From the line that contains "dark blue curtain." through the end of the records below, write out each line exactly as it appears, but not the pictures.

Referring expression data
Start of Block

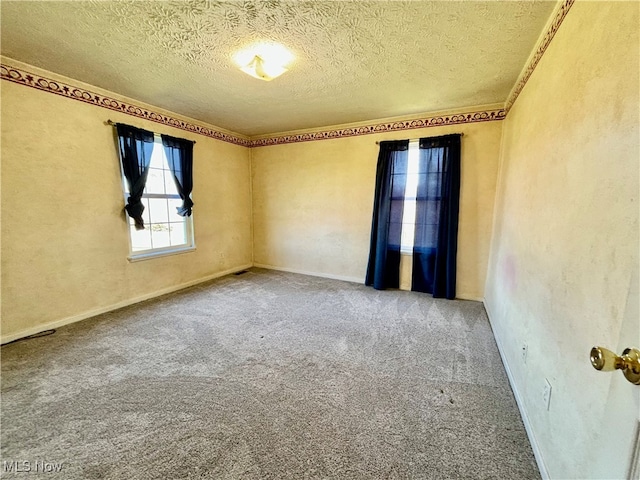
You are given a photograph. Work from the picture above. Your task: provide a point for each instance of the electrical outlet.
(546, 395)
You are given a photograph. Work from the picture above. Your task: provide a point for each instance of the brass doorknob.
(607, 361)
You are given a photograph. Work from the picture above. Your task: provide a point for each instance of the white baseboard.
(97, 311)
(313, 274)
(470, 297)
(537, 453)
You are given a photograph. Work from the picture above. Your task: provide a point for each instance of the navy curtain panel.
(179, 153)
(437, 205)
(383, 270)
(136, 146)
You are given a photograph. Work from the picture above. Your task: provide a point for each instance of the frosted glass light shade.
(264, 71)
(264, 60)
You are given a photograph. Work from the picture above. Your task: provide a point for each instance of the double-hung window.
(166, 232)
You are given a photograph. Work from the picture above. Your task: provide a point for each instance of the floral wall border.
(436, 121)
(22, 77)
(560, 15)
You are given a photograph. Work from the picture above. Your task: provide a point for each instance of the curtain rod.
(461, 134)
(112, 123)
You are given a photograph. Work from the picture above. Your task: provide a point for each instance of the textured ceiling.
(355, 60)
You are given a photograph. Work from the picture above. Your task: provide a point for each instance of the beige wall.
(64, 236)
(563, 272)
(312, 203)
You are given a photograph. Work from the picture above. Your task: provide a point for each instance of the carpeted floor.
(266, 375)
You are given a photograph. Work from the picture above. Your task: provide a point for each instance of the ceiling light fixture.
(265, 61)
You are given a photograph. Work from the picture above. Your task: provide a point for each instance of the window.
(165, 231)
(410, 196)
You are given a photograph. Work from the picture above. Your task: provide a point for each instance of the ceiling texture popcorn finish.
(354, 61)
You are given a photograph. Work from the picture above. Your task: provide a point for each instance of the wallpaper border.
(542, 46)
(39, 82)
(434, 121)
(23, 77)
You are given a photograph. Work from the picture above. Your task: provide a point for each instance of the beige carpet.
(267, 375)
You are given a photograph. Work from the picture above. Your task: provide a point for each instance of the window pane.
(178, 233)
(140, 239)
(174, 204)
(159, 212)
(155, 181)
(160, 235)
(169, 183)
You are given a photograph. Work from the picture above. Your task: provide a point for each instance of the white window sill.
(138, 257)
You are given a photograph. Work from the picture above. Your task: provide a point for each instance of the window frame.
(139, 255)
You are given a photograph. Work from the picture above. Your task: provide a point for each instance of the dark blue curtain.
(179, 153)
(383, 270)
(437, 205)
(136, 147)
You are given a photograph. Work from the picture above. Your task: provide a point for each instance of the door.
(616, 450)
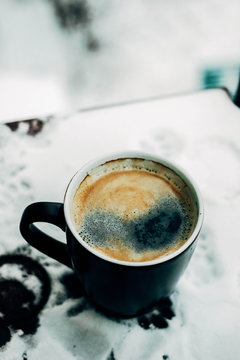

End of Block

Response area
You are given a photograph. Work from the picture above. Your task: provide a point for each instance of the dark blue curtain.
(179, 153)
(383, 270)
(437, 205)
(136, 147)
You are given a photograph. Work from the picture above. Your task: provide a point for each instance of the door.
(616, 450)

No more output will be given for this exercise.